Given task:
Please type out the lines below word for word, leaving the pictures out of your answer.

[BEGIN]

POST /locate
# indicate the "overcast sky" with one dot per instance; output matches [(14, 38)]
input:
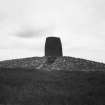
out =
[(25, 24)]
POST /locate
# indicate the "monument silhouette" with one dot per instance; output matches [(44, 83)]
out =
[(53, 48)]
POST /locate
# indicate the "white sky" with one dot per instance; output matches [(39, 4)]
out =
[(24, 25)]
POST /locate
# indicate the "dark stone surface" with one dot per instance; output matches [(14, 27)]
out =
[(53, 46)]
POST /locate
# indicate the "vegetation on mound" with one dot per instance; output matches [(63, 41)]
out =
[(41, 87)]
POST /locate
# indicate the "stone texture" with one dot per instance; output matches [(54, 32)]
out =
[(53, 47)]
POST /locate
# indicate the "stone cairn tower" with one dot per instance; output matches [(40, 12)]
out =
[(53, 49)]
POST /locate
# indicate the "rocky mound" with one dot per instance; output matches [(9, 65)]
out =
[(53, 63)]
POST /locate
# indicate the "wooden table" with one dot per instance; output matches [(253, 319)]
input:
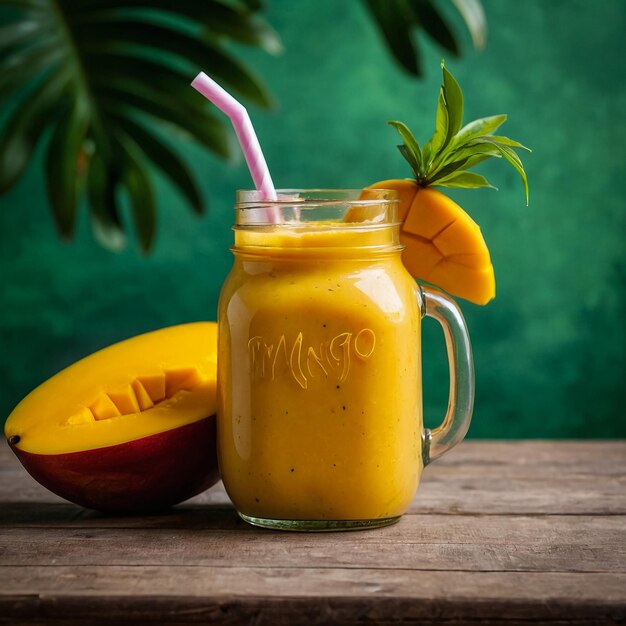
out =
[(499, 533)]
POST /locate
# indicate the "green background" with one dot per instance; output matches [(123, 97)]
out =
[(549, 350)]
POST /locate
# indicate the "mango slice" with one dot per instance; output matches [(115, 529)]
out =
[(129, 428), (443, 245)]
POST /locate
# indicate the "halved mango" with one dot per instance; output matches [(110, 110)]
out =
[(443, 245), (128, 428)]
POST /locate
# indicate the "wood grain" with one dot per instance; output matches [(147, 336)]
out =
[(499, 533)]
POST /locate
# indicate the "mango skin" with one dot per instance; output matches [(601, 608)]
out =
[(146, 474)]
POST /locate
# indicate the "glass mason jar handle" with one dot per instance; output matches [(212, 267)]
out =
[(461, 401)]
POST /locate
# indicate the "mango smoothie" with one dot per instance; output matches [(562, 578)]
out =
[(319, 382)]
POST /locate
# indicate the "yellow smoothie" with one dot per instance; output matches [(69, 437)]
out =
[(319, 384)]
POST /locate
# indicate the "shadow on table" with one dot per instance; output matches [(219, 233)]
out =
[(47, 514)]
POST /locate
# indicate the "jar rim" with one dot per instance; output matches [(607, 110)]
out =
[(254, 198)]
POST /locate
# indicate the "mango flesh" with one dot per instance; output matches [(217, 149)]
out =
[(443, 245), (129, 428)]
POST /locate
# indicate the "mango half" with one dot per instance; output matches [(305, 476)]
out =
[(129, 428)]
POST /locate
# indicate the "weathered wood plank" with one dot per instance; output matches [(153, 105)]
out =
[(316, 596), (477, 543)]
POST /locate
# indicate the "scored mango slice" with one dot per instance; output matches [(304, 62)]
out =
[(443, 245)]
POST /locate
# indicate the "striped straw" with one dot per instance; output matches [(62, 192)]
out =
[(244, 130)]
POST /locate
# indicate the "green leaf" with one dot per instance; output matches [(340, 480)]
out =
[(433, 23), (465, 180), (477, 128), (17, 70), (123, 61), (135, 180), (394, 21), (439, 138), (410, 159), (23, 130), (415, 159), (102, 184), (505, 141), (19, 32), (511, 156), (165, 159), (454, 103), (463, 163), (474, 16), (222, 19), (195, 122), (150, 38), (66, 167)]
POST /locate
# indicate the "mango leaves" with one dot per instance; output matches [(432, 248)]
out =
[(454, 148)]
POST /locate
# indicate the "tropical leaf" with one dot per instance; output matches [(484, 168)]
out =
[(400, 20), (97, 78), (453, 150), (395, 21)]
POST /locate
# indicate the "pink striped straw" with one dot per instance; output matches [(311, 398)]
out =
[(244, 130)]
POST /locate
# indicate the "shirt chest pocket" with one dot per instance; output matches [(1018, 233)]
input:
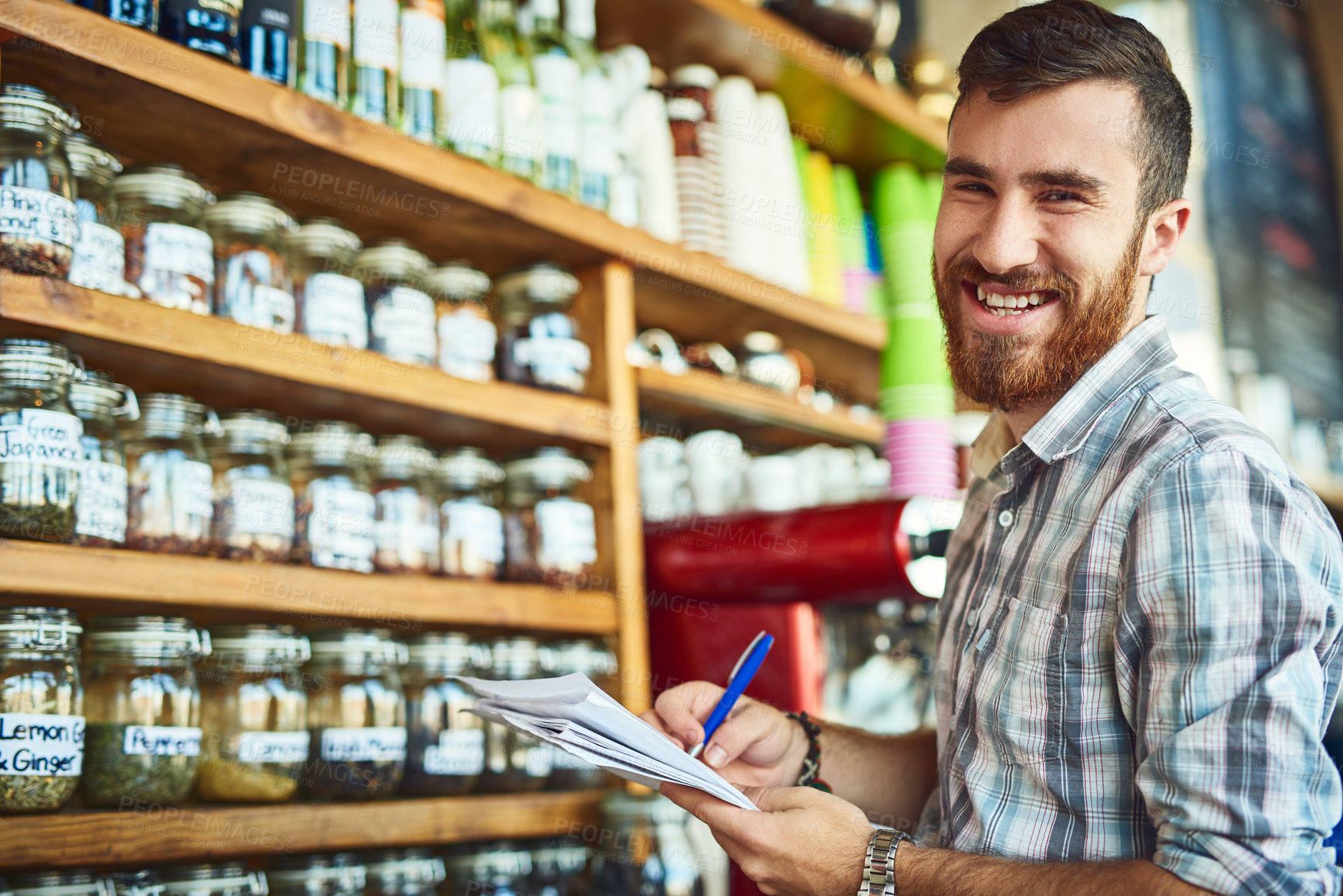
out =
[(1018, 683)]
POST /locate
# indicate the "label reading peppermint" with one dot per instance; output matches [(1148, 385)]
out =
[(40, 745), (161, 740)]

[END]

Solved exercise:
POST /locate
# indicate the "overcast sky" with one dot per instance; output matches [(14, 38)]
input:
out =
[(25, 24)]
POST /locate
# indicate the "monument silhouette" with one dot per instance; output matches [(44, 83)]
out =
[(53, 48)]
POST /locate
# indicate the "white sky" with one dot per instance; output matches [(39, 4)]
out =
[(24, 25)]
POST /locate
# indicate the "dark stone surface" with one dot per instance; output matches [(14, 27)]
out =
[(53, 46)]
POST /locate
# indicate the "vegetation on mound" with one dot per instance; output matches [(63, 41)]
out =
[(41, 87)]
POST /locate
# indicate the "stone texture" with one dot per instance; output matches [(54, 32)]
out =
[(53, 47)]
POST /locate
# indicate the "stone cairn tower" with one dot per instance; output matches [(40, 12)]
out =
[(53, 49)]
POST /locate
# indicate the "rocky mound" with one dot per instance; output matches [(9, 65)]
out =
[(53, 63)]
POST /locate
# indicate the "wooden table" with one dot per instance; output matches [(253, 319)]
input:
out =
[(499, 533)]
POST /locate
# indicate the "green background" with one dot per instance; output matches [(123, 97)]
out =
[(549, 350)]
POST /locate
# indicate the "mango slice" with one dot per instance; output matches [(115, 529)]
out =
[(129, 428), (443, 245)]
POST /locate
# indicate the "halved mango" with one dot per instance; output matches [(110, 110)]
out =
[(443, 245), (128, 428)]
POST /locate
# indicate the "wood grain" with one dot per instance; output matches [(147, 336)]
out =
[(499, 533)]
POST /locate
# indicate the "mango skin" with one dot per instance; output matches [(601, 608)]
out =
[(146, 474)]
POST /locate
# indicate the "glass mason jar handle" with one dot per instance; output matches [(212, 267)]
out =
[(461, 401)]
POST /locate
# indicate the "mango smoothie" with one dot per instance; output matches [(562, 578)]
out =
[(319, 382)]
POST /locate
# indicate the "yellow smoothie" with one dot per instance; output matches [(69, 437)]
out =
[(319, 384)]
POST /locate
# indicate the "shadow on table" with one dot per instance; output matches [(219, 233)]
out =
[(47, 514)]
POST /locate
# indicate the "jar rim" with one dot per instance; output matches [(607, 110)]
out =
[(254, 198)]
POST /locate
# indicate the "mango flesh" with one dot per instance; output matches [(217, 149)]
out =
[(443, 245), (129, 428)]
POST /locate
# indicate the "mango half" with one dot per instance; output matches [(305, 476)]
out =
[(129, 428)]
POST /locate
# indicate the "weathered wood plank" with one dot per instance; output matches [(153, 105)]
out =
[(316, 596), (477, 543)]
POST /locate
# indicate the "scored mango slice" with one dot per instance; output matches [(304, 62)]
out =
[(443, 245)]
POST /locate
# indicate the "striped straw" with one dot per instance; output matches [(62, 192)]
out =
[(244, 130)]
POST /locate
# indicate the "green leaf" with one dot per instance; output matches [(340, 480)]
out =
[(433, 23), (465, 180), (477, 128), (17, 70), (123, 61), (135, 180), (394, 21), (439, 138), (410, 159), (23, 130), (415, 159), (102, 184), (505, 141), (19, 32), (511, 156), (165, 159), (454, 103), (463, 163), (474, 16), (222, 19), (195, 122), (150, 38), (66, 167)]
POST /locate
# indicate the "mango leaves" with one dot per instance; output matches [(432, 248)]
out =
[(454, 148)]
POST /locate
# indicate the "tropical leaf" with one dot per instance; output matches [(484, 168)]
out =
[(400, 20), (97, 78), (453, 150), (395, 21)]
POST /locate
# indicate the "pink striped straw" with one dot per instance; output matches [(311, 398)]
out =
[(244, 130)]
POST /locate
# indicate the "shirt chest pocket" with one dot per instance; output matches [(1018, 233)]
input:
out =
[(1018, 683)]
POST /locate
# indicate the "label reading peppermint" with one dot per instance; output matches [(1148, 385)]
out =
[(40, 745), (161, 740)]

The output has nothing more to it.